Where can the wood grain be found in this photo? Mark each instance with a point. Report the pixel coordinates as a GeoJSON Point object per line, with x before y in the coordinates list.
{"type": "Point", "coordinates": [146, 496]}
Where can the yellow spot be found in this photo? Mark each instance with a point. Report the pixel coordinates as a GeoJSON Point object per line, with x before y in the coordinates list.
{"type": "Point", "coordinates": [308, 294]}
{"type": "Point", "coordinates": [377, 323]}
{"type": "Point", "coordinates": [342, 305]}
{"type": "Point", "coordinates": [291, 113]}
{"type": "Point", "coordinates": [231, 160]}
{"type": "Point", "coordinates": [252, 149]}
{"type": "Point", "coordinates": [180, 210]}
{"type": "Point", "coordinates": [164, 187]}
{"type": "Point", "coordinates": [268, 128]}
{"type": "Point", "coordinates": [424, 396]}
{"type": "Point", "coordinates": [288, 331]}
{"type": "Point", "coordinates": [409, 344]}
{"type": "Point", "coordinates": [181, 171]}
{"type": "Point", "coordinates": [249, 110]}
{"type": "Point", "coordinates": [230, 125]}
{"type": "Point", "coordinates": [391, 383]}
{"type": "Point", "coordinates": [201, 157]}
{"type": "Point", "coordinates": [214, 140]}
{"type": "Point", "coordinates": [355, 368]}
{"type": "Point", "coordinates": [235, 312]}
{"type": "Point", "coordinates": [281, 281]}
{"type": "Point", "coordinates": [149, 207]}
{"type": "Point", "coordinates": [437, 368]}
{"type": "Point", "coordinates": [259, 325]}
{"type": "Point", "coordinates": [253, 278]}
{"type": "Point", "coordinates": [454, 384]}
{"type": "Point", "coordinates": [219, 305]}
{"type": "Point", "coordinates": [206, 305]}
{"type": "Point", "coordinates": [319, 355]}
□ □ □ □ □ □ □
# Brief
Pull out every line of the material above that contains the word "Where", and reproduce each one in full. Matches must have the same capitalization.

# Answer to the task
Where can the wood grain be found in this photo? Mark each instance with a point. Report the pixel coordinates as a GeoJSON Point object per line, with x before y in the coordinates list.
Where can the yellow spot be found in this photo? Mark each instance with a point. Report the pixel coordinates as a GeoJSON Point object per line, with x before y in the coordinates list.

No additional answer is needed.